(Stored items)
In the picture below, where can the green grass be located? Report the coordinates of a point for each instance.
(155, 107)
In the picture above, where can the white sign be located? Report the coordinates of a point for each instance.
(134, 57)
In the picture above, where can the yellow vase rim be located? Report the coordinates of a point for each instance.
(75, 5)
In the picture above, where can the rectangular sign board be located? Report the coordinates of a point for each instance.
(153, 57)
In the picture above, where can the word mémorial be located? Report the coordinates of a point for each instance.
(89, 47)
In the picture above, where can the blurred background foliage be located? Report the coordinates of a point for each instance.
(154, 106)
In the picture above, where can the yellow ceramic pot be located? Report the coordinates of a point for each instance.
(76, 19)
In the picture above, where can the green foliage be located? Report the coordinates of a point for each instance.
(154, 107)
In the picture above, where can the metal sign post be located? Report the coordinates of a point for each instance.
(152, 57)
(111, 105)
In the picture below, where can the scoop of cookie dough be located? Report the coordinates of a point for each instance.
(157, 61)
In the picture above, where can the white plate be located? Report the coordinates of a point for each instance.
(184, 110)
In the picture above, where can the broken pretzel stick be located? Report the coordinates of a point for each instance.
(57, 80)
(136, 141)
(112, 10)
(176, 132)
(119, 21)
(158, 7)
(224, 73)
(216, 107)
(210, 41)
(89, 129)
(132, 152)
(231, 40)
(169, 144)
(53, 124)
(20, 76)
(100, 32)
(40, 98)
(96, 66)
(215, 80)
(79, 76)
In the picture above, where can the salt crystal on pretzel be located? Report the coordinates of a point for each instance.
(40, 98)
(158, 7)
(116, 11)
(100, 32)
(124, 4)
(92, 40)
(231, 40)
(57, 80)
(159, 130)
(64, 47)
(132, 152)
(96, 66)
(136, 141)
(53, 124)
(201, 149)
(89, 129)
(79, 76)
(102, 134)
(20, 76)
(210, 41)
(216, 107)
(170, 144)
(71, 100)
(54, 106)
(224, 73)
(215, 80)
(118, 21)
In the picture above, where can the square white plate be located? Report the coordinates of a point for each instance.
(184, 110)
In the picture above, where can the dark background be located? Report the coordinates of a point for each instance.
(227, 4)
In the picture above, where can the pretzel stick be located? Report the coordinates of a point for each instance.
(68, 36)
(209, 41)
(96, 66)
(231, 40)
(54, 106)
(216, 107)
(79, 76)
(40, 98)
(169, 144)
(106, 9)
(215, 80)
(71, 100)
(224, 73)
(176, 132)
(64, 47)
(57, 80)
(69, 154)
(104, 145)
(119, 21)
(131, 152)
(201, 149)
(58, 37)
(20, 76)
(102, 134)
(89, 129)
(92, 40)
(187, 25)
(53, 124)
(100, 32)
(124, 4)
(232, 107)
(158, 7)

* [TASK REQUIREMENTS] Retype the records above in full, matching each line exactly.

* [EXPECTED OUTPUT]
In the picture below, where can the green grass be located? Report the coordinates of a point for each instance.
(155, 107)
In the picture above, where can the white sign be located? Report the coordinates of a point for each instance.
(134, 57)
In the picture above, where can the yellow vase rim be located? Report the coordinates of a point for each instance.
(75, 5)
In the picture above, where can the rectangular sign board be located? Report the coordinates of a point for each instance.
(153, 57)
In the picture above, where can the word mémorial be located? Report the coordinates of a point for each instance.
(89, 47)
In the picture above, where can the blurred background foliage be located? Report the coordinates of a point for each instance.
(154, 106)
In the picture above, where can the yellow ceramic pot be located? Report the coordinates of a point for each instance.
(76, 19)
In the picture above, where can the green foliage be located? Report the coordinates of a point for each instance.
(154, 107)
In the picture above, where can the metal sign post be located? Report the coordinates of a point for each instance.
(152, 57)
(111, 105)
In the picture below, where can the scoop of cookie dough be located? Report the coordinates of a point for each instance.
(157, 61)
In the picture above, where can the white plate be located? Report the coordinates of a point for each instance.
(184, 110)
In the picture above, where can the broken pretzel stick be located? Report the coordinates of a point for each instance.
(57, 80)
(136, 141)
(112, 10)
(176, 132)
(119, 21)
(158, 7)
(224, 73)
(216, 107)
(210, 41)
(89, 129)
(132, 152)
(231, 40)
(169, 144)
(53, 124)
(20, 76)
(100, 32)
(40, 98)
(96, 66)
(215, 80)
(79, 76)
In the picture above, where can the salt crystal on pretzel be located? Report the coordinates of a point for each instance.
(40, 98)
(158, 7)
(116, 11)
(100, 32)
(124, 4)
(92, 40)
(231, 40)
(57, 80)
(159, 130)
(64, 47)
(132, 152)
(96, 66)
(136, 141)
(53, 124)
(201, 149)
(89, 129)
(79, 76)
(102, 134)
(20, 76)
(210, 41)
(216, 107)
(170, 144)
(71, 100)
(54, 106)
(224, 73)
(215, 80)
(118, 21)
In the picture above, where can the square white plate be located? Report the coordinates of a point for each instance.
(184, 110)
In the picture above, where can the dark background be located? Report the coordinates of a point for each instance.
(227, 4)
In the picture above, where can the pretzel stick be located? Report the coordinates of a point for each instance.
(68, 36)
(209, 41)
(96, 66)
(231, 40)
(54, 106)
(216, 107)
(79, 76)
(40, 98)
(169, 144)
(106, 9)
(215, 80)
(71, 100)
(224, 73)
(176, 132)
(64, 47)
(57, 80)
(69, 154)
(104, 145)
(119, 21)
(131, 152)
(201, 149)
(58, 37)
(20, 76)
(102, 134)
(89, 129)
(92, 40)
(187, 25)
(53, 124)
(100, 32)
(124, 4)
(232, 107)
(158, 7)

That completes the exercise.